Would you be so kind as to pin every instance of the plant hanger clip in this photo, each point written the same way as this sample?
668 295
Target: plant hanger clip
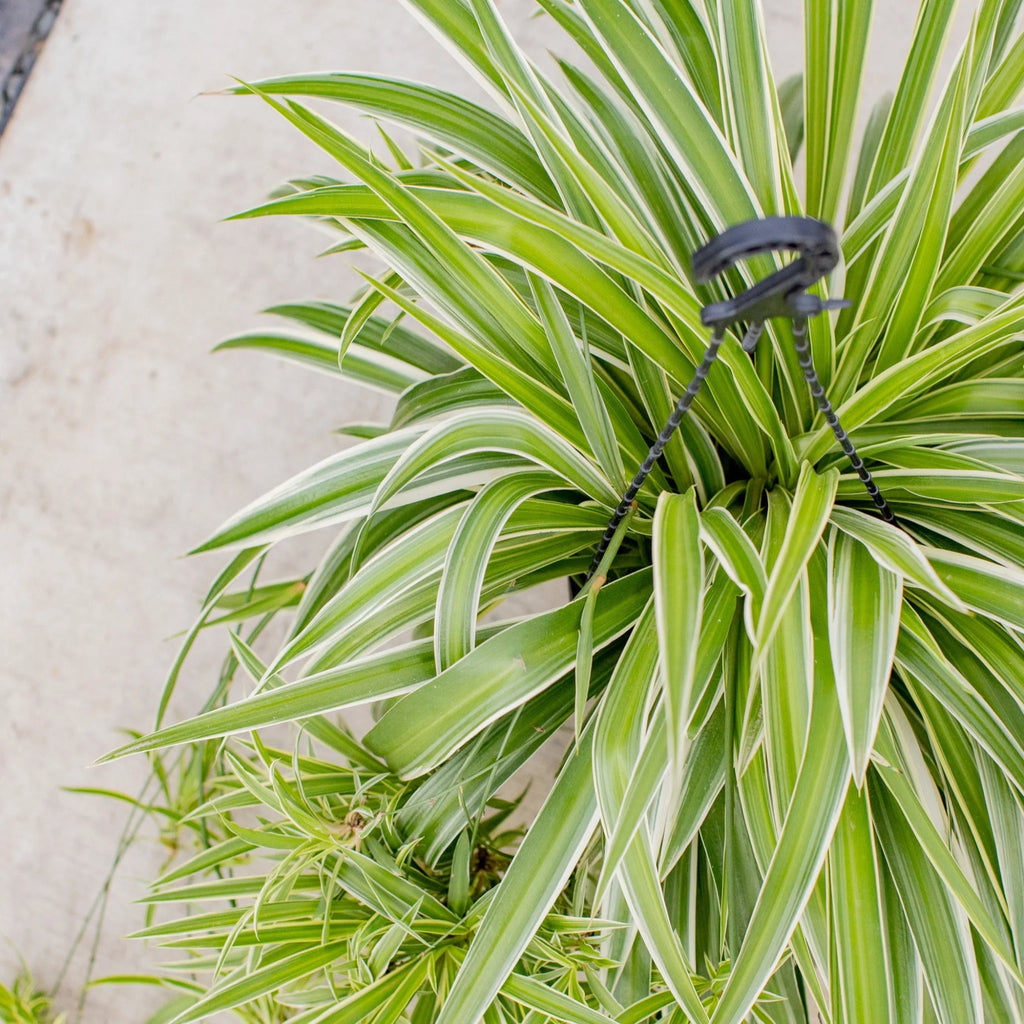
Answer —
780 295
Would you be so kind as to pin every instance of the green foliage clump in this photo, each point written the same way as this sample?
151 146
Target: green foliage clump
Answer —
795 790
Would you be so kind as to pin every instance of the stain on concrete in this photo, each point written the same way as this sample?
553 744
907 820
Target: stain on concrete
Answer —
24 28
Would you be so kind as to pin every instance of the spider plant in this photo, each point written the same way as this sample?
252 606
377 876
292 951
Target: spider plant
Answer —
794 785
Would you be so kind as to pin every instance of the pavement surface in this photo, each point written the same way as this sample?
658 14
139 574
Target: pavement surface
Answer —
122 440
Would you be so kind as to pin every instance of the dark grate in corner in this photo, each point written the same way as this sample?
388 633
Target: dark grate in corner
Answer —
24 28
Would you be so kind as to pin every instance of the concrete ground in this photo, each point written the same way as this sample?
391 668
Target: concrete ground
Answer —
122 440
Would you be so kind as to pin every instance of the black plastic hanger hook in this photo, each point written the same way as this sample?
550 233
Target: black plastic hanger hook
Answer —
780 295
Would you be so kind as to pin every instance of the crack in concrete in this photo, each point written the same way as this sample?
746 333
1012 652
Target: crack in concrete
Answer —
13 81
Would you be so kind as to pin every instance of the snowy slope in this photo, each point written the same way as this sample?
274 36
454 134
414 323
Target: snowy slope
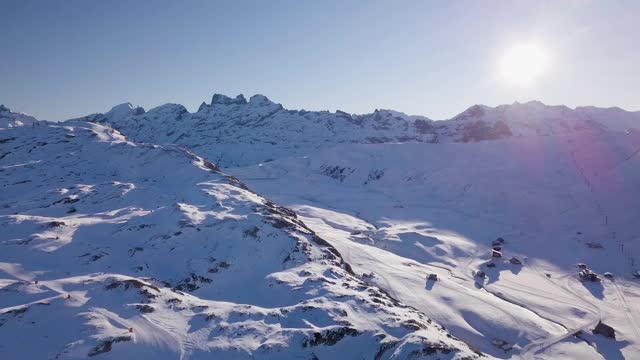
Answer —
118 249
403 211
10 119
237 132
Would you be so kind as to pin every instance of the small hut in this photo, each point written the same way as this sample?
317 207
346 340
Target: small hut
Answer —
604 330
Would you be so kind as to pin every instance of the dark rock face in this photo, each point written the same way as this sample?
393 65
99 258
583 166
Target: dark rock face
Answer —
604 330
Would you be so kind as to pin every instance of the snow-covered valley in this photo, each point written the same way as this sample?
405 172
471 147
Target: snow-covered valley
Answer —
123 221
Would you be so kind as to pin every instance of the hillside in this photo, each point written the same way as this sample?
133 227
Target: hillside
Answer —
118 249
236 132
403 211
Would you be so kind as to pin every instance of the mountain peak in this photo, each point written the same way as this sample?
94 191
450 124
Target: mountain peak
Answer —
123 110
226 100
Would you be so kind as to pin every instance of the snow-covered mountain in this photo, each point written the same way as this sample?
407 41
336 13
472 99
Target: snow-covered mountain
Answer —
404 211
237 132
119 249
10 119
124 220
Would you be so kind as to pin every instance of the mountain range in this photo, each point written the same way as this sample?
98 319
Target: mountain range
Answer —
246 230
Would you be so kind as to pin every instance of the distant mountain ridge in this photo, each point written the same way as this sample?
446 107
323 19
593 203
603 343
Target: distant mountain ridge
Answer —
239 132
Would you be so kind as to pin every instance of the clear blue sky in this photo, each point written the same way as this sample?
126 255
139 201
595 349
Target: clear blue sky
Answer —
63 59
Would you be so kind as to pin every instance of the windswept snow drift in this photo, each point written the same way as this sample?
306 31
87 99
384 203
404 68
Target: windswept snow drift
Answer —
404 211
129 250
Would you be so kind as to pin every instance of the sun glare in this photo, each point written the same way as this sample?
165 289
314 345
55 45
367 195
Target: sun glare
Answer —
522 64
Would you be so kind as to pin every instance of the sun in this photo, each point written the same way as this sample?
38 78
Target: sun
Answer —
522 64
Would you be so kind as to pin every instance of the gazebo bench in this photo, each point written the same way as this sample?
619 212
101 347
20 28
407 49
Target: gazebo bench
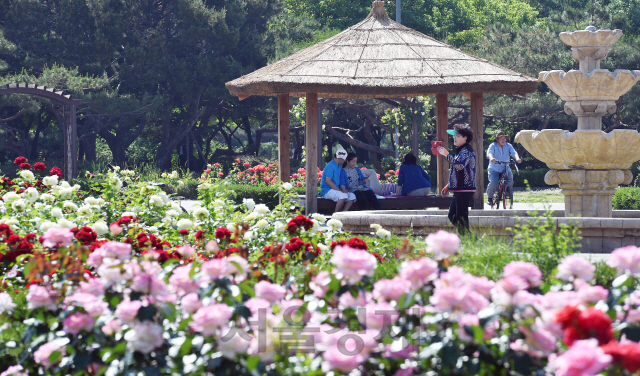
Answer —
394 203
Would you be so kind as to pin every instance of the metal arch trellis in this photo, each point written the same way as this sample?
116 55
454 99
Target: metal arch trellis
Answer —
69 115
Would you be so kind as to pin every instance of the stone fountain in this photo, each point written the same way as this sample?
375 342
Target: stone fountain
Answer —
587 164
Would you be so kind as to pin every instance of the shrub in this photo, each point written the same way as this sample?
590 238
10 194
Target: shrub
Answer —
626 198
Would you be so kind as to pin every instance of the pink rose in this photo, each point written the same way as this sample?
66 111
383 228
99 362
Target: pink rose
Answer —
583 358
44 352
127 310
391 289
181 281
215 268
525 270
209 318
15 371
149 284
186 251
626 260
269 291
91 304
115 229
39 296
320 284
378 315
77 322
111 327
144 336
255 305
575 267
420 271
190 302
93 286
335 359
353 263
442 244
57 237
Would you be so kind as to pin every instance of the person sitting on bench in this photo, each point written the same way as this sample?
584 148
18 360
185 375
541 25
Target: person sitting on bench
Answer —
353 178
412 179
331 179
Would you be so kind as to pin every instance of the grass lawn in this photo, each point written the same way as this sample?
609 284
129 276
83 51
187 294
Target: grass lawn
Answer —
551 195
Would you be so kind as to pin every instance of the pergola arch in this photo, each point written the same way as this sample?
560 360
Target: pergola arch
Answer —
69 129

* What the task asks *
Return all of the items above word for word, leaving out the pictures.

* Exercise solution *
Would you be so kind as to pin every instance of the plant hanger clip in this photo, each point written the same way as this sample?
668 295
Target: plant hanger clip
Answer —
780 295
Would you be so kind as to pin every instance of the green foliage clump in this photo, each point written the same way as this sample?
151 146
Target: green foliage clump
Answer —
795 790
Would you be so kind as to pin every instance of the stain on concrete in this photo, each point written the same way as this sample?
553 744
907 820
Target: stain on concrete
Answer —
24 28
Would you be so kind as to pin every instance of the spider plant in this photo, each point written the same way as this sample?
252 606
377 876
292 951
Target: spider plant
Answer —
794 785
Would you be so kind as to pin every instance of the pavement surface in this photo, each point written the same way as this sample?
658 14
139 574
Target: pavement surface
Answer —
122 440
Would you be so kind as to pin every instance of the dark grate in corner in this photo, each point written the same way as this sample?
388 633
Target: dark grate in corner
Answer —
24 28
Would you be so kind as to pin every instance of the concrete ground in this photo, each point written the same way as this sample?
391 668
Target: concrete ground
Answer —
122 440
Would you be so kind as to pin every instance of the black plastic hanger hook in this photo, each point written the same way as this sample?
550 233
Target: black plastic hanger hook
Answer —
780 295
Would you be so kind as to pin every instance of the crack in concrete in this photo, each point written the same way as this sample?
746 333
1012 652
Target: crack in concrete
Answer —
13 81
Would you be so kind as to pin every instance of the snowy slope in this photo, each point written the same way as this sample?
274 36
454 134
414 323
Target: snowy slope
Answer —
118 249
403 211
10 119
237 132
Would you be so kind as to pin every instance of the small hut in this photo, each point written the same way as this sample?
317 207
346 340
Target: small hut
Answer —
604 330
Would you be so kind as to pin every instance of the dark rock face in this photo, each point written the same way as this sample?
393 65
99 258
583 166
Target: dark rock face
Answer —
604 330
Would you be so kind as to pin every instance of the snow-covered valley in this photo, each point written the same way as this sample?
405 172
471 147
Target: snow-covered valley
Answer —
123 221
Would you be so kind as to pin every instance of the hillside in this photo, each point written the same way as this sample?
133 227
Target: hillside
Answer —
118 249
236 132
403 211
Would you be so kind as to pin every instance of the mountain peak in this photo, each point written the same way as this sample?
94 191
450 124
Target: mountain peak
Answer —
123 110
226 100
Would you be so kind as to pin every instance of the snow-covered mountain in this photo, each point written the same way as this sample?
407 41
336 13
472 99
Target: snow-covered mountain
Answer —
404 211
237 132
119 249
10 119
124 220
Would you be so kind as to pin every instance of the mountain range in this photo, each point written the same way as this sample?
98 319
Target: mountain range
Answer —
246 230
Would you be so kind as to pin every instance of the distant mountain ridge in this photo, each point written the same way as this sample?
446 107
323 19
593 203
603 343
Target: distant mountain ridge
Answer —
239 132
Would you be so kind as to pin every instance of the clear blue sky in this photo, each point written the same way as this sample?
126 255
139 201
595 349
Target: clear blue sky
Answer —
63 59
Would you be so kind as to pin every instance of the windswept snow drift in this photo, each point written the same way as this sample?
306 31
87 99
384 203
404 68
Target: windswept snow drift
Answer —
404 211
129 250
Would you be so kind as to pin every instance of the sun glare in this photo, each point written the same way as this sample?
165 289
314 345
55 45
367 195
Target: sun glare
Answer —
522 64
Would you be so kind as to pin every instance of the sun in this photo, each point written the same way as this sample?
38 78
Target: sun
Answer —
522 64
Would you be so kind as to pin every instance of the gazebo bench in this photo, each point written the same way as this sample?
619 212
101 347
20 28
407 49
Target: gazebo bench
Answer —
394 203
Would you be so kind as to pin every instance of the metal arch trellis in this photo, each point written the same way as this sample?
116 55
454 99
Target: metal arch trellis
Answer —
69 115
Would you be so kind as to pin every instance of the stone fountain in this photo, each point written the same way as this sample?
375 342
Target: stone fountain
Answer —
587 164
Would you be so kind as to pin every instance of the shrub in this photo, each point written the same way as this sample?
590 238
10 194
Target: shrub
Answer —
626 198
Would you be so kind as to pin every instance of the pink rose in this photo, each point written the same way as this sample?
66 111
383 228
99 362
Target: pink rose
Answer —
583 358
44 352
127 310
391 289
181 281
215 268
525 270
209 318
15 371
149 284
186 251
626 260
269 291
91 304
115 229
39 296
320 284
378 315
77 322
111 327
144 336
255 305
575 267
420 271
190 302
93 286
335 359
353 263
442 244
57 237
Would you be so kind as to pin every instance of the person sitting on bench in this photo, each point written the same way as this sample?
584 148
18 360
185 375
541 25
Target: person sitting on bench
Answer —
353 178
412 179
331 179
Would you be so kind as to pin every instance of the grass lawn in this photo, each point written the same way as this sample?
609 284
129 276
83 51
187 294
Target: grass lawn
Answer —
551 195
Would you be so kind as to pin every instance of the pergola arch in this photo, each point written the same way as this sample?
560 360
Target: pergola arch
Answer —
69 129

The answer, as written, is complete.